Data in this exercise:
- - -
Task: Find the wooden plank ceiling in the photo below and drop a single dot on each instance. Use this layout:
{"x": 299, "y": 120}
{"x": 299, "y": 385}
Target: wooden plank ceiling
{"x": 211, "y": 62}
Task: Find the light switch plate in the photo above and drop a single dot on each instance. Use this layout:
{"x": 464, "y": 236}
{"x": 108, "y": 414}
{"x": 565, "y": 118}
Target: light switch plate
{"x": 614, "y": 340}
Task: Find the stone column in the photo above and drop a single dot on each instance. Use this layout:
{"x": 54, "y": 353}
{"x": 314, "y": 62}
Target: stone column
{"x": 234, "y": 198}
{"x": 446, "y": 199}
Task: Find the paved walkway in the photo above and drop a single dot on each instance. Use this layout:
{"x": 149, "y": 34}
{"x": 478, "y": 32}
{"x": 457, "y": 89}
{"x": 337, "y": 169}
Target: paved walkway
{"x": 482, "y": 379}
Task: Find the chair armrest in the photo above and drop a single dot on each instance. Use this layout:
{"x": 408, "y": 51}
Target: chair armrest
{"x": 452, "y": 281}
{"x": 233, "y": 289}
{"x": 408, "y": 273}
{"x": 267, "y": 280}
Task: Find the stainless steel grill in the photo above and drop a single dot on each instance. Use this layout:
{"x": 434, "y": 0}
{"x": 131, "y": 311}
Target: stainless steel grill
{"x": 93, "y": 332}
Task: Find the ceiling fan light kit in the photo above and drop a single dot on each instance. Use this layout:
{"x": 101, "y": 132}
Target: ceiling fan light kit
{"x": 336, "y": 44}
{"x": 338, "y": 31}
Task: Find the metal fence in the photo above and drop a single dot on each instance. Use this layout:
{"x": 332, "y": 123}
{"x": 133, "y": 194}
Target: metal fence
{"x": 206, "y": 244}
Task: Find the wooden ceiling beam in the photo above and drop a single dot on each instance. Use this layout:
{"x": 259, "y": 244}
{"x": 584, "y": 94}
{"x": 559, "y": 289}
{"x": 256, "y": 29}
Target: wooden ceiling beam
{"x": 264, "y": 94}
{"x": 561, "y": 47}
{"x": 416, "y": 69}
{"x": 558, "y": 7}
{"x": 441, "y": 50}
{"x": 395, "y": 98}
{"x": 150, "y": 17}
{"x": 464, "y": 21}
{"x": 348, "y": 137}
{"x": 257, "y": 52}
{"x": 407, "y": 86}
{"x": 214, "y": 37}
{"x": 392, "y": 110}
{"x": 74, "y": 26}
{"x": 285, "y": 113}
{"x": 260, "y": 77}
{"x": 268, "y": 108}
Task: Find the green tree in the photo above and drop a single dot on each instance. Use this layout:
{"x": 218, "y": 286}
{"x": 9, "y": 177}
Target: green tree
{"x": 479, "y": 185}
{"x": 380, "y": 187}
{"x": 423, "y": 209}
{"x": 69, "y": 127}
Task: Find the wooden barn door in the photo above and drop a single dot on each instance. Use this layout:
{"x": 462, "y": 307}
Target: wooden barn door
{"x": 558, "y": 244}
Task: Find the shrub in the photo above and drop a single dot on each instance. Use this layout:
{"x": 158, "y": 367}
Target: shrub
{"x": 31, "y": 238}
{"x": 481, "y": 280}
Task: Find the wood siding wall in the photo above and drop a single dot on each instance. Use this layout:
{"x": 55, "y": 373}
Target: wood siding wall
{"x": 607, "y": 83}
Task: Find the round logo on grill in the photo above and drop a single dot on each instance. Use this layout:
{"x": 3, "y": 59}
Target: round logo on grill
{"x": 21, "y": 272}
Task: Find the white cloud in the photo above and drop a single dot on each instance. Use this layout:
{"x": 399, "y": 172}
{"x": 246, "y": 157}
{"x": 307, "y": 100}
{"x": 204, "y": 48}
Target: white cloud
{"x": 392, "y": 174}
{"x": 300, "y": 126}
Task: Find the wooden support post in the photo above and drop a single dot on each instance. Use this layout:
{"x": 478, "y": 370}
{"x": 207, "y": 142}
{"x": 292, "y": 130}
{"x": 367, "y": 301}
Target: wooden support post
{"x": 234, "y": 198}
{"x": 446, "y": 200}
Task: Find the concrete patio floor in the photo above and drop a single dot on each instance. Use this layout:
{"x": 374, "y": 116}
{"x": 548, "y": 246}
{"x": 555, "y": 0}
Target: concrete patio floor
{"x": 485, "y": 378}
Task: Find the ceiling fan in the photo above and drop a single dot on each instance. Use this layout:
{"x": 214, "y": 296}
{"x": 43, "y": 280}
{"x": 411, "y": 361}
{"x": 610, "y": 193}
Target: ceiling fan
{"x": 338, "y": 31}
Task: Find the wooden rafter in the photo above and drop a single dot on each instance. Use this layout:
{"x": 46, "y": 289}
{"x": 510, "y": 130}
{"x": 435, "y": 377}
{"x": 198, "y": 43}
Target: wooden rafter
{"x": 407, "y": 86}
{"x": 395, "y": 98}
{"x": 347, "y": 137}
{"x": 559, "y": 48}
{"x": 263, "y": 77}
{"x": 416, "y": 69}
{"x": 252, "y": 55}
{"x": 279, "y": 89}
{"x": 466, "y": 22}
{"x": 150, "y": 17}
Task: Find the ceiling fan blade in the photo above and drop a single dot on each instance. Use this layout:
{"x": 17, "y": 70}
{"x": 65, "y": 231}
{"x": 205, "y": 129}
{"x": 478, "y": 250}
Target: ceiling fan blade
- - -
Task requirements: Each line of the data that holds the word "blade" should be copied.

Task result:
Task: Find the ceiling fan blade in the photo above and drop a single dot on each instance. Use this layout:
Target: ceiling fan blade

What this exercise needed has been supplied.